Reproduce the material in full, exactly as written.

(Object position labeling entries)
········

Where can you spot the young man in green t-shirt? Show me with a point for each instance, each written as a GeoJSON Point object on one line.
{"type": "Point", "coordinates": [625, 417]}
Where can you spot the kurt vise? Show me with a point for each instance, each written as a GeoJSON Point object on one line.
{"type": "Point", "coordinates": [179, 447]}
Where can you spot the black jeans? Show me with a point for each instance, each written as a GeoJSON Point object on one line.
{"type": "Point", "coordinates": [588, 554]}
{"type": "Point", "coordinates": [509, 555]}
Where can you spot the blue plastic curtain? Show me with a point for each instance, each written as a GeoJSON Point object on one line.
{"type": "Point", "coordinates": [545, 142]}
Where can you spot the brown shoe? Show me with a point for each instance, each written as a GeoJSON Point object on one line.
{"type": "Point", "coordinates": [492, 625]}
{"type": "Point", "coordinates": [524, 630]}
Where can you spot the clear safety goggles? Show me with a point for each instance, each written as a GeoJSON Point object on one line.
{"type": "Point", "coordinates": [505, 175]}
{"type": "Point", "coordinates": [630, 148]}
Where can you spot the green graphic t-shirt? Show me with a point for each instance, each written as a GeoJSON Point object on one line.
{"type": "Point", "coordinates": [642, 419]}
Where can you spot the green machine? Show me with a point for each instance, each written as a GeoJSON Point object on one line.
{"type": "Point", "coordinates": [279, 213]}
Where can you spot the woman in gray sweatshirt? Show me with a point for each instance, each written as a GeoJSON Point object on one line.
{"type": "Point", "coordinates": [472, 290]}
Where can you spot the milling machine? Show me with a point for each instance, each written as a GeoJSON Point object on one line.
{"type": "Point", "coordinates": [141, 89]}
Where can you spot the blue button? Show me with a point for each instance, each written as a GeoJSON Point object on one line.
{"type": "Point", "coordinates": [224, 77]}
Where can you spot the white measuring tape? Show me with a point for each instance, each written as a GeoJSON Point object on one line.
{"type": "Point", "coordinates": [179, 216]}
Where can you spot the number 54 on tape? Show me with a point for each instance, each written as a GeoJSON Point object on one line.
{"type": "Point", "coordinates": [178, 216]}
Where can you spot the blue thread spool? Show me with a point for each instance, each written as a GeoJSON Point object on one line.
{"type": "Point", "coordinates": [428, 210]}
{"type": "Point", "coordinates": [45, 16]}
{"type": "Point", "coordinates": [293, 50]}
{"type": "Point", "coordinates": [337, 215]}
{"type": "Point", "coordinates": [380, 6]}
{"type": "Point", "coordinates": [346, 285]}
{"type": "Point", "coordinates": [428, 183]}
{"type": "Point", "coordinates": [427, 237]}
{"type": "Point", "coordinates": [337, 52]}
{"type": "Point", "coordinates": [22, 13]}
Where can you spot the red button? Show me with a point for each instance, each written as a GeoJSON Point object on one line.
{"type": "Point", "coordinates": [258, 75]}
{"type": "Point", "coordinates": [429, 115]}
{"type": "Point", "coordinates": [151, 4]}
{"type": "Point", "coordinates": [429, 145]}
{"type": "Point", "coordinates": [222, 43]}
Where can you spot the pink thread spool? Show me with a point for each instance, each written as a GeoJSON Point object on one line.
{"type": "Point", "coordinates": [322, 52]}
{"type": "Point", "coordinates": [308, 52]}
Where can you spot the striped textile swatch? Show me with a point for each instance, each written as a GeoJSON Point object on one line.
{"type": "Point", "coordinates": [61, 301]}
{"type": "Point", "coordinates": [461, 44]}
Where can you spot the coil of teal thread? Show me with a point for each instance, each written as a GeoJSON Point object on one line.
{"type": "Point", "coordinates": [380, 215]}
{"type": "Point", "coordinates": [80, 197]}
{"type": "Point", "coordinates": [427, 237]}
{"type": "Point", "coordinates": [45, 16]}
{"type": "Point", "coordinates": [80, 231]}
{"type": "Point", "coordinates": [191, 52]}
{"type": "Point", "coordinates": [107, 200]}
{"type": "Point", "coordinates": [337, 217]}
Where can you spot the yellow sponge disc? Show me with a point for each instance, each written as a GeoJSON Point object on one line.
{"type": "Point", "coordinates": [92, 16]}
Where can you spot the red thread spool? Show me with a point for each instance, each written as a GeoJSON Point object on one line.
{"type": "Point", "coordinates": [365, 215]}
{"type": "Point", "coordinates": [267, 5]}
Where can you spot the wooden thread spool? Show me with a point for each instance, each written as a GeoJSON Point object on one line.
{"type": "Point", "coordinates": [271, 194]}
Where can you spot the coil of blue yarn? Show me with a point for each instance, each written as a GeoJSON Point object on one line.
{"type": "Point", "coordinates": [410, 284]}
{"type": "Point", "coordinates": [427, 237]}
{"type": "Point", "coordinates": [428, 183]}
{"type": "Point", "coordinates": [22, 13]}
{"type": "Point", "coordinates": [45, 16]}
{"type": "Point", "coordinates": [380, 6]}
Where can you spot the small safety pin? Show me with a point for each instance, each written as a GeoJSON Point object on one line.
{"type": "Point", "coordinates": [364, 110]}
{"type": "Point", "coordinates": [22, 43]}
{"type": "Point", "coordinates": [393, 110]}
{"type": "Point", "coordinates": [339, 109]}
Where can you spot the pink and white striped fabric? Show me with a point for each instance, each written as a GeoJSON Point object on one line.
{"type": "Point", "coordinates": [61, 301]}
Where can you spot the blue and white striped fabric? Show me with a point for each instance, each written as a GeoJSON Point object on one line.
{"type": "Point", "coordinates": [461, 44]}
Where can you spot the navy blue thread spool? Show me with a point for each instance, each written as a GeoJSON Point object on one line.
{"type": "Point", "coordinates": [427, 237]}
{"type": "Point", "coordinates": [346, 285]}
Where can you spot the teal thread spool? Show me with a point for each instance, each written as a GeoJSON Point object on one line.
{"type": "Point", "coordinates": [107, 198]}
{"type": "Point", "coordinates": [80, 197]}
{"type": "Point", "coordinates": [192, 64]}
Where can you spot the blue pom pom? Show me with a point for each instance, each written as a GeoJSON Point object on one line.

········

Expected output:
Where can you spot the young man in green t-shirt? Show me with a point for each instance, each written as a GeoJSON Point object on one line.
{"type": "Point", "coordinates": [625, 417]}
Where can you spot the kurt vise? Show me with a point for each instance, each written as a GeoJSON Point object on one line.
{"type": "Point", "coordinates": [179, 447]}
Where can you spot the black jeans? Show me with a point for each instance, each written as a GeoJSON Point object on one line.
{"type": "Point", "coordinates": [588, 554]}
{"type": "Point", "coordinates": [509, 555]}
Where can you spot the blue plastic curtain? Show me with a point for each instance, each written as a GeoJSON Point object on one line.
{"type": "Point", "coordinates": [545, 142]}
Where can you spot the brown shoe? Show me with a point for each instance, each written as a GeoJSON Point object on one line.
{"type": "Point", "coordinates": [492, 625]}
{"type": "Point", "coordinates": [524, 630]}
Where can you spot the clear safety goggles? Show me with a point for each instance, each written as a GeoJSON Point object on one line.
{"type": "Point", "coordinates": [505, 175]}
{"type": "Point", "coordinates": [630, 148]}
Where can you spot the green graphic t-shirt? Show me with a point for each instance, each written as a GeoJSON Point object on one line.
{"type": "Point", "coordinates": [642, 419]}
Where can you spot the green machine? Show me with a point for each instance, each written as a GeoJSON Point object on one line.
{"type": "Point", "coordinates": [279, 213]}
Where can you spot the woman in gray sweatshirt? Show me with a point for each instance, each written as a GeoJSON Point object on one line.
{"type": "Point", "coordinates": [472, 290]}
Where can you spot the milling machine? Show me with a point for each instance, each written as a GeoJSON Point object on one line.
{"type": "Point", "coordinates": [141, 89]}
Where can you spot the blue button? Show me with a point for each instance, each written as a GeoJSON Point object on one line.
{"type": "Point", "coordinates": [224, 77]}
Where can you spot the white measuring tape? Show me with a point for each instance, each written as a GeoJSON Point object on one line.
{"type": "Point", "coordinates": [179, 216]}
Where can you spot the number 54 on tape? Show me with a point for each instance, each written as a GeoJSON Point object on one line.
{"type": "Point", "coordinates": [178, 216]}
Where can you spot the blue thread spool? Show me with a point for each instance, each written as a GeoJSON Point object on one line.
{"type": "Point", "coordinates": [428, 210]}
{"type": "Point", "coordinates": [45, 16]}
{"type": "Point", "coordinates": [293, 50]}
{"type": "Point", "coordinates": [337, 215]}
{"type": "Point", "coordinates": [380, 6]}
{"type": "Point", "coordinates": [346, 285]}
{"type": "Point", "coordinates": [428, 183]}
{"type": "Point", "coordinates": [427, 237]}
{"type": "Point", "coordinates": [337, 52]}
{"type": "Point", "coordinates": [22, 13]}
Where can you spot the red button? Show me with a point for each instance, each written as a GeoJSON Point object on one line.
{"type": "Point", "coordinates": [258, 75]}
{"type": "Point", "coordinates": [429, 115]}
{"type": "Point", "coordinates": [151, 4]}
{"type": "Point", "coordinates": [429, 145]}
{"type": "Point", "coordinates": [222, 43]}
Where can you spot the pink thread spool? Show me with a point for each instance, each written as a GeoJSON Point object on one line.
{"type": "Point", "coordinates": [322, 52]}
{"type": "Point", "coordinates": [308, 52]}
Where can you spot the striped textile swatch? Show me with a point for each instance, each written as a GeoJSON Point object on one line.
{"type": "Point", "coordinates": [61, 301]}
{"type": "Point", "coordinates": [461, 44]}
Where can you spot the coil of teal thread? Show me with a point for each instance, each written as a GeoJSON Point object on one line.
{"type": "Point", "coordinates": [380, 215]}
{"type": "Point", "coordinates": [80, 197]}
{"type": "Point", "coordinates": [427, 237]}
{"type": "Point", "coordinates": [45, 16]}
{"type": "Point", "coordinates": [80, 231]}
{"type": "Point", "coordinates": [191, 52]}
{"type": "Point", "coordinates": [107, 200]}
{"type": "Point", "coordinates": [337, 217]}
Where can you spot the yellow sponge disc? Show me with a point for each instance, each written as a GeoJSON Point object on one line.
{"type": "Point", "coordinates": [92, 16]}
Where can you spot the red thread spool? Show me with a point for each instance, each written as a GeoJSON Point object on one line.
{"type": "Point", "coordinates": [365, 215]}
{"type": "Point", "coordinates": [267, 5]}
Where can you spot the wooden thread spool? Show me with a point for each instance, each written as a GeoJSON Point object on one line.
{"type": "Point", "coordinates": [271, 194]}
Where can you spot the coil of blue yarn? Show me with a point for each instance, each written as a GeoJSON Point object on one line.
{"type": "Point", "coordinates": [410, 284]}
{"type": "Point", "coordinates": [427, 237]}
{"type": "Point", "coordinates": [428, 183]}
{"type": "Point", "coordinates": [22, 13]}
{"type": "Point", "coordinates": [45, 16]}
{"type": "Point", "coordinates": [380, 6]}
Where can you spot the small safety pin? Show me with a point for each instance, each written as a GeoJSON Point object on one line.
{"type": "Point", "coordinates": [364, 110]}
{"type": "Point", "coordinates": [22, 43]}
{"type": "Point", "coordinates": [393, 110]}
{"type": "Point", "coordinates": [339, 109]}
Where can you spot the pink and white striped fabric? Show me with a point for each instance, each written as a GeoJSON Point object on one line.
{"type": "Point", "coordinates": [61, 301]}
Where can you spot the blue and white striped fabric? Show me with a point for each instance, each written as a GeoJSON Point object on one line.
{"type": "Point", "coordinates": [461, 44]}
Where can you spot the navy blue thread spool? Show me with a point for each instance, each written as a GeoJSON Point object on one line.
{"type": "Point", "coordinates": [427, 237]}
{"type": "Point", "coordinates": [346, 285]}
Where can you spot the teal thread spool? Show me with a point for each instance, each written as a GeoJSON Point object on one line.
{"type": "Point", "coordinates": [107, 198]}
{"type": "Point", "coordinates": [80, 197]}
{"type": "Point", "coordinates": [192, 64]}
Where can you spot the blue pom pom? Show me with a point for each instance, each written as a GeoJSON Point object on one line.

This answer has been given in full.